LISTING →

>> Start

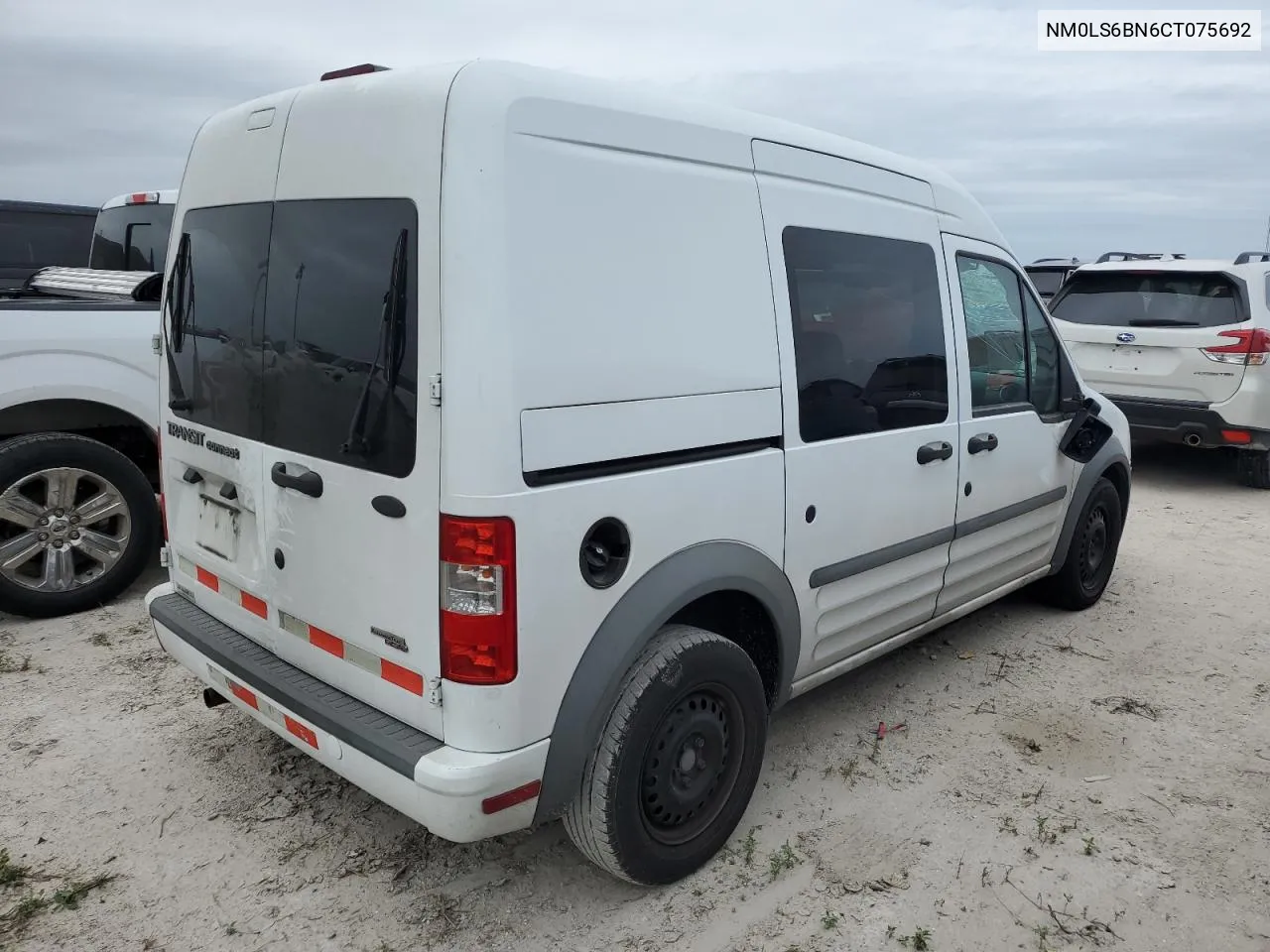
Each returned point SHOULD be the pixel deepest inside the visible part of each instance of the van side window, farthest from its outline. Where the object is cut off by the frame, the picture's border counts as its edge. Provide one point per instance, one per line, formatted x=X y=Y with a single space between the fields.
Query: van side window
x=996 y=340
x=1043 y=359
x=217 y=365
x=1012 y=350
x=340 y=372
x=869 y=339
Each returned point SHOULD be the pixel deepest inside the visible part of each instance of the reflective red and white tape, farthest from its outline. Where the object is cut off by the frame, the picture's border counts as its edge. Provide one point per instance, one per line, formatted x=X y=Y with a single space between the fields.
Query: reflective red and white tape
x=261 y=703
x=382 y=667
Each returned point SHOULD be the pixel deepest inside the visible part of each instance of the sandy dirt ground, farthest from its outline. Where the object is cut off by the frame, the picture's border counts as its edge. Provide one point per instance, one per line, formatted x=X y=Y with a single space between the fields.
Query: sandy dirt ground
x=1060 y=782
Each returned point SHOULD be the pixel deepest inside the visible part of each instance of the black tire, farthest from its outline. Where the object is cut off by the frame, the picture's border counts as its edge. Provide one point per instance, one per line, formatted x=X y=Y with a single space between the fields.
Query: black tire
x=21 y=460
x=1254 y=466
x=1091 y=553
x=697 y=693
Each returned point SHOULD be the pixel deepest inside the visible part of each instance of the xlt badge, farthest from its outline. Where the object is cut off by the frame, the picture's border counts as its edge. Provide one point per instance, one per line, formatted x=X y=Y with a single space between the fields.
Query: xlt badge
x=391 y=640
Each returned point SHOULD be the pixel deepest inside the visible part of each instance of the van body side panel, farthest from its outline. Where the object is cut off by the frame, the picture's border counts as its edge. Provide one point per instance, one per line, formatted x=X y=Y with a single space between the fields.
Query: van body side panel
x=592 y=273
x=867 y=525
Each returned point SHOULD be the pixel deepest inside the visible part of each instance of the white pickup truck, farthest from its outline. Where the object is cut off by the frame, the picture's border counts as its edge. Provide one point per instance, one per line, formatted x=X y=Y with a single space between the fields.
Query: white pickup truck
x=79 y=465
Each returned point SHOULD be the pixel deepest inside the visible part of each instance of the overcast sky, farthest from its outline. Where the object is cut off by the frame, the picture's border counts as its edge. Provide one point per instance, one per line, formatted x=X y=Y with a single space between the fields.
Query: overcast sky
x=1074 y=154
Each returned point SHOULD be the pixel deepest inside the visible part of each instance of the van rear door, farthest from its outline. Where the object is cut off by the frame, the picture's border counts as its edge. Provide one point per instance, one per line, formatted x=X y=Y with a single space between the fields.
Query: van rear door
x=302 y=465
x=1142 y=333
x=209 y=376
x=350 y=460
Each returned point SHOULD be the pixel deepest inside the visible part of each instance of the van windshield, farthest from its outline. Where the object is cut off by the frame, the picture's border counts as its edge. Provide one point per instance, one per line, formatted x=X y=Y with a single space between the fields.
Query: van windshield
x=1150 y=299
x=132 y=238
x=287 y=336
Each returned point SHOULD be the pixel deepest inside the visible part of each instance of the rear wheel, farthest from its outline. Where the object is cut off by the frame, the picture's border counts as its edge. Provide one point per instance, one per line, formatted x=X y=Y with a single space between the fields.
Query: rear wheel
x=77 y=525
x=1091 y=555
x=1254 y=467
x=679 y=760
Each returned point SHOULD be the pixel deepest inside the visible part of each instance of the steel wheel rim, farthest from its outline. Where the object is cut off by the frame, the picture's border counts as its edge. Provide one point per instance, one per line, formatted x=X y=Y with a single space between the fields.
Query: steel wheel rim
x=1096 y=544
x=691 y=765
x=62 y=529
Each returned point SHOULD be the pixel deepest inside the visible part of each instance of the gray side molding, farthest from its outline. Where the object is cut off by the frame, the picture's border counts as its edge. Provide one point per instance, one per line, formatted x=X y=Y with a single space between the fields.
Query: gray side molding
x=639 y=615
x=1111 y=454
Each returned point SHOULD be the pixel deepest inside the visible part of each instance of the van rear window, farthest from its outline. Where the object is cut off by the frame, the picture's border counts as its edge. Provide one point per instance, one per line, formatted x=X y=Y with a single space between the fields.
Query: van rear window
x=303 y=333
x=1144 y=299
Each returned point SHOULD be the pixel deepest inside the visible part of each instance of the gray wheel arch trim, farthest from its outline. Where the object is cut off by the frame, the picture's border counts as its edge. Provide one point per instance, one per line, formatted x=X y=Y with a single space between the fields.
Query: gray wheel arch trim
x=668 y=587
x=1111 y=454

>> End

GOAL OF THE EXERCISE → Leave out all images, then reproduce the entries above exactly.

SOLVED EXERCISE →
Each returned point SHOULD be the pixel deepest inside the visible part of each instance of the van side window, farthest from its outline. Where the object is cut off by the frame, the picture's border counts as its edge. Provide one point per instance, one per line, formatted x=X y=Y with a single space between the fields.
Query: van side window
x=996 y=340
x=1043 y=359
x=217 y=365
x=1012 y=350
x=340 y=372
x=869 y=339
Each returned point SHOULD be the pixel deepest inside the visible part of each instance of the reflective red and white tape, farthest from its outline. Where the object is cut off by the frame, the picture's border counts as its edge. Provide one point per instance, one per line, formatted x=X y=Y with a single space between the fields.
Query: reflective red and white tape
x=261 y=703
x=382 y=667
Each returned point SHOULD be the pixel deepest inside the visible part of each instance of the sandy dirt ground, farthest from its outline. Where the object is cut off by the frame, the picture's border counts as its edge. Provide one point per instance, one per line, formatted x=X y=Y with a single space between the fields.
Query: sandy dirt ground
x=1060 y=782
Each returned point SHOULD be the pixel deepest inside the visible part of each instance of the black tire, farthest from its outline. Where the object is cut off by the frame, the picture's border counts as its edge. Provide one point per instance, one per line, formatted x=X y=Y with a single space between the fields.
Query: black tire
x=21 y=460
x=1254 y=466
x=1091 y=553
x=697 y=693
Each returned point SHOULD be the pixel deepest inside the visible part of each instance of the xlt badge, farthest from its outline. Where the object is cut off by the frame, the picture's border counts as its edge. Provide one point per instance, one per line, formatted x=X y=Y with a single space between the fields.
Query: xlt badge
x=391 y=640
Each returned point SHOULD be the pixel deepest inside the visible part of each instance of the van body side panel, farthest from its outline. Where the object is cut off by the frame, the picture's border counts as its edge. Provide one point per instance, one per line, formatted x=X y=Y with a single space between the fields.
Query: van body side panel
x=592 y=273
x=867 y=525
Each returned point SHOULD be the pixel deepest inside the visible part of each instance of the white pickup truck, farthest from its outline. Where the object is cut off by the frame, the picture's border counts as its edge. Provide one point per instance, one per line, formatted x=X y=Y with a single space between the fields.
Query: white pickup truck
x=79 y=465
Each returned point SHOULD be the pixel deepest inside the visible part of each instance of the overcast sky, farthest from its outline. Where the object is cut off by the frame, the picture's border counts as its edge. Provide one point per instance, one per line, formatted x=X y=Y with a single space between the fields.
Query: overcast sky
x=1074 y=154
Each returned point SHOULD be the pixel deepest inside the visible part of each instance of the van rear door, farthest from its outline. Where the object is cut off by the frame, the picture's border counts as its edge. Provide one point per instance, one per line, formatted x=X y=Y with a single space between the fields.
Query: van rear door
x=302 y=465
x=1142 y=333
x=209 y=376
x=350 y=460
Each returned point SHOULD be the pixel deepest inside the visible part of each instance of the van windshield, farthest from its outline. Where the object is cut off by the frame, the picture's border counts as its edge. Provide one point per instance, one per line, formatted x=X y=Y with a single space between the fields.
Query: van windshield
x=1150 y=299
x=132 y=238
x=287 y=336
Each returned point SHOULD be the pixel deepest inside the visible part of each instance of the rear wheel, farthest from its outline. Where the object is cut off by the frame, the picture's border counts as its edge. Provide one point per instance, one per line, formatted x=X y=Y with a single space between the fields.
Query: rear wheel
x=77 y=525
x=1091 y=555
x=1254 y=467
x=679 y=760
Each returned point SHOULD be the pixel deepest inside the visible part of each instance of the steel wheel rim, farthest from its outline. Where the object is cut off by the frame, the picture's border counts as its edge. Provide one point per instance, one per line, formatted x=X y=Y with a single space between the fields.
Query: steel wheel rim
x=1096 y=544
x=691 y=765
x=62 y=529
Each returned point SHOULD be the pixel deepest inside the visible part of each instance of the gray side molding, farthest from its outline. Where the object is cut off by the frame, the picture's border counts as its edge. Provide one point per instance, one per line, formatted x=X y=Y with a single space between the fields.
Query: gray side molding
x=639 y=615
x=1111 y=454
Each returned point SHOULD be the pixel deepest inside the visible part of each instance of the van rear window, farthest from its outline. Where the object is cut off by the frame, the picture's border counts as its edge. Provide one point per instance, one per line, formatted x=X y=Y with a single space between the fields.
Query: van rear window
x=303 y=333
x=1144 y=299
Each returned point SHOULD be the pixel deepest inside the visible part of each instance of the gray wheel arch trim, farthest from its outline. Where the object is cut off by the frame, the picture's border counts as its edge. Provide one point per instance, one per line, formatted x=X y=Y with a single space between the fields.
Query: gray wheel arch trim
x=668 y=587
x=1111 y=454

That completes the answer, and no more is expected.